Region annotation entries
»»

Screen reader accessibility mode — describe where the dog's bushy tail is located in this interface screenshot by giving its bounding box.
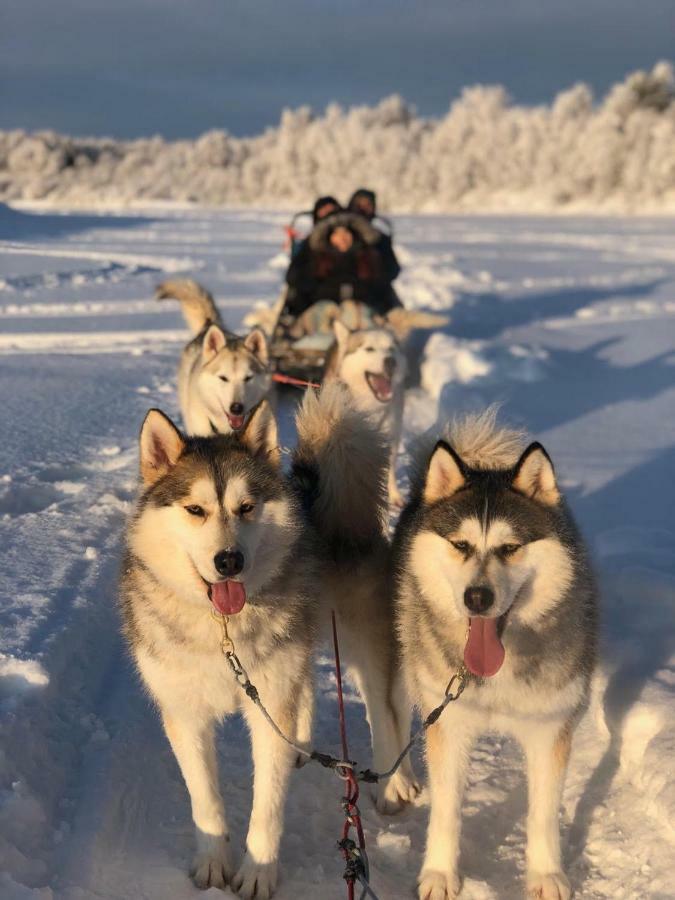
[155,279,224,335]
[293,384,388,552]
[443,404,526,469]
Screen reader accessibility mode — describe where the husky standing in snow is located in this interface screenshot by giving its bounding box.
[324,307,448,506]
[121,386,417,900]
[394,410,597,900]
[121,401,316,900]
[156,281,272,436]
[292,384,419,813]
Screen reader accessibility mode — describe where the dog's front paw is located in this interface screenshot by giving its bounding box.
[527,872,572,900]
[375,772,421,816]
[190,852,232,891]
[232,853,277,900]
[417,869,462,900]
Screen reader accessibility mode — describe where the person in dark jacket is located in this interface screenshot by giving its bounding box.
[286,213,398,316]
[312,194,342,225]
[347,188,401,306]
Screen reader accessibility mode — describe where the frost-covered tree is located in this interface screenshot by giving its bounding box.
[0,62,675,211]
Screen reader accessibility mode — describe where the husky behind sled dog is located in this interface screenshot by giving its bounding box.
[121,387,416,900]
[394,410,597,900]
[324,304,448,506]
[293,385,419,813]
[156,281,271,436]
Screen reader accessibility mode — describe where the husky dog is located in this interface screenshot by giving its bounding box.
[324,304,448,506]
[156,281,271,436]
[292,384,419,813]
[394,410,597,900]
[121,401,316,898]
[121,386,416,900]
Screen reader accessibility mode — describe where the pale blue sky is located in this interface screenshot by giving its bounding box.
[0,0,675,138]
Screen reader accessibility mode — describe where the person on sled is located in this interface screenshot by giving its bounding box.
[347,188,401,284]
[285,212,400,337]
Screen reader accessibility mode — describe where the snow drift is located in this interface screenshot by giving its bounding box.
[0,62,675,212]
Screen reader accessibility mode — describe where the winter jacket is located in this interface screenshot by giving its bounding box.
[286,213,400,315]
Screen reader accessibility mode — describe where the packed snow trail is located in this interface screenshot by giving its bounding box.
[0,207,675,900]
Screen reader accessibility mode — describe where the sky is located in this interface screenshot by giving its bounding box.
[0,0,675,138]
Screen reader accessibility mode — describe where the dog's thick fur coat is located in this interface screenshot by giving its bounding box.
[394,410,597,900]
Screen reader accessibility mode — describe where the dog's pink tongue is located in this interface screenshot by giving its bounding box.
[464,616,505,678]
[370,375,393,400]
[211,581,246,616]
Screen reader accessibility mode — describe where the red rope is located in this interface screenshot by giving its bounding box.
[331,611,366,900]
[272,372,321,387]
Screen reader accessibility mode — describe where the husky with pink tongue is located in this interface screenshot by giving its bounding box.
[394,409,597,900]
[155,280,272,436]
[121,401,316,900]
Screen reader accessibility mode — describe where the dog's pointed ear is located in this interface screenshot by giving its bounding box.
[512,441,560,506]
[244,328,270,366]
[140,409,185,487]
[423,441,466,504]
[239,400,281,466]
[202,325,227,362]
[333,319,351,350]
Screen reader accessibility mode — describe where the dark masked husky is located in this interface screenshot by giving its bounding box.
[121,387,416,900]
[394,410,597,900]
[156,281,272,436]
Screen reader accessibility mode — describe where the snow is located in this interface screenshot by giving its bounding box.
[0,207,675,900]
[0,62,675,213]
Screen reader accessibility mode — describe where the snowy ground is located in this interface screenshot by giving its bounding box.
[0,208,675,900]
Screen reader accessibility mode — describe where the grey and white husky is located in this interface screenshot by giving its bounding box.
[324,307,448,506]
[121,387,416,900]
[394,410,597,900]
[156,280,272,435]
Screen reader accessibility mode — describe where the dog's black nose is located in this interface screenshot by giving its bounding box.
[213,550,244,578]
[464,586,495,615]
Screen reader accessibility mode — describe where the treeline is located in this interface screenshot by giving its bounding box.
[0,62,675,212]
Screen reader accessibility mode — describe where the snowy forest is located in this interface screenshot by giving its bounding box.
[0,62,675,212]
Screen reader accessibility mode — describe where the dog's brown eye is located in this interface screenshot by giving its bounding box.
[499,544,521,556]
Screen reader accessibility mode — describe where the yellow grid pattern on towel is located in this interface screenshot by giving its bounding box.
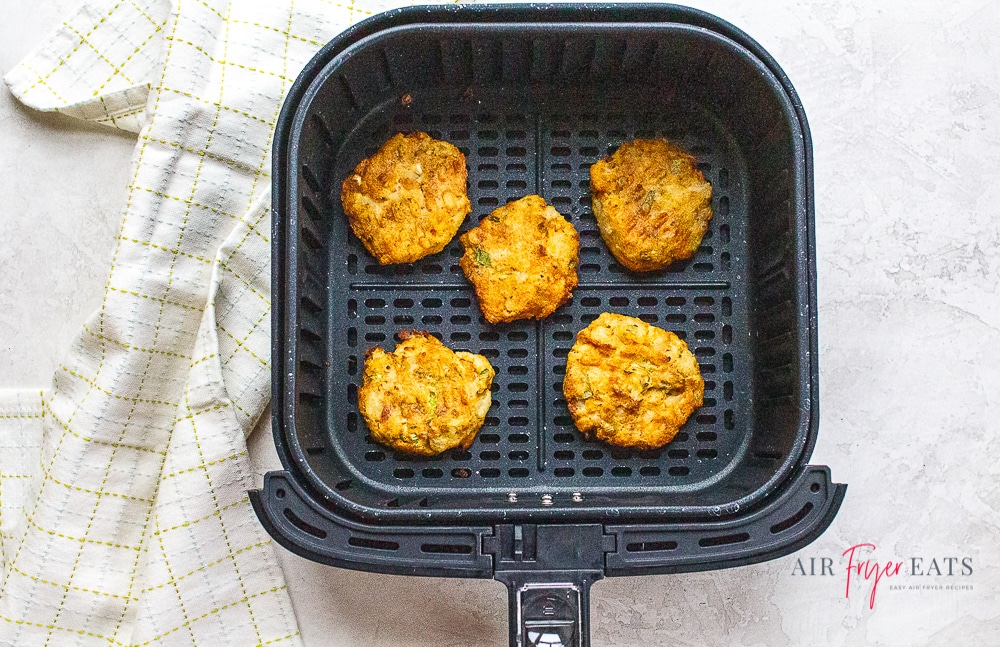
[0,0,464,646]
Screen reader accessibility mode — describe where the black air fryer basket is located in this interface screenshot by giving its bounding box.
[251,5,846,646]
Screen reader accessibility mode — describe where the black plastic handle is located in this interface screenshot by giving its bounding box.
[250,465,847,647]
[497,573,599,647]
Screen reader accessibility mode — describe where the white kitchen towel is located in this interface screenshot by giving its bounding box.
[0,0,444,646]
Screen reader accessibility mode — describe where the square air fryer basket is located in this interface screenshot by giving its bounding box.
[253,5,845,642]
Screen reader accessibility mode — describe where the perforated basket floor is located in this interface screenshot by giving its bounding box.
[282,19,810,520]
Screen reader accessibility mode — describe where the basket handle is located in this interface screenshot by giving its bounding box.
[497,572,601,647]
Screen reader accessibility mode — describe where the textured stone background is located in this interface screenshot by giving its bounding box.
[0,0,1000,647]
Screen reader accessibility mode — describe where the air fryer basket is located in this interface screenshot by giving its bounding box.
[252,5,846,645]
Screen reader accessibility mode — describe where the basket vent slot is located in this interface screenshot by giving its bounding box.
[771,502,813,535]
[347,536,399,550]
[698,532,750,548]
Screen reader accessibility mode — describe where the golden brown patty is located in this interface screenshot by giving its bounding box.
[340,133,472,265]
[563,312,705,449]
[459,195,580,323]
[358,331,494,456]
[590,139,712,272]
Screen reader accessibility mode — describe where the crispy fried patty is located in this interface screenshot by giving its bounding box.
[563,312,705,449]
[590,139,712,272]
[340,132,472,265]
[459,195,580,323]
[358,331,494,456]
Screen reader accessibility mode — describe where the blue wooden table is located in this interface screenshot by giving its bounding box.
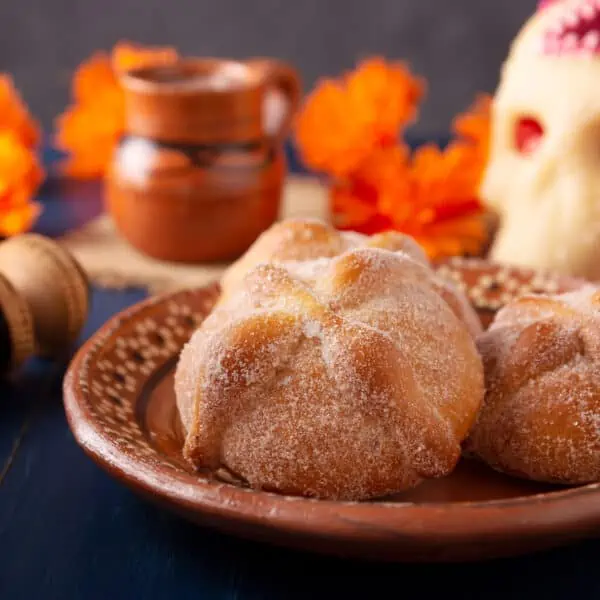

««

» Exercise description
Show every line of the entries above that contains the word "basket", matching its case exactly.

» Complete output
Screen reader accessibility mode — describe where the black air fryer basket is located in this interface screenshot by giving its bounding box.
Screen reader accessibility mode — describe where the square air fryer basket is located in this interface screenshot by giving its bounding box.
Screen reader accessibility mode — describe where the perforated basket floor is located in this interface screenshot by giving its bounding box.
Screen reader accessibility mode — describe where the basket handle is located in this interface screenshot by giving its bounding box.
Screen reader accessibility mode — describe where the air fryer basket is located in this interface screenshot by giving its bounding box.
Screen reader accessibility mode — describe where the basket vent slot is located in this interface screenshot by giving its bounding box.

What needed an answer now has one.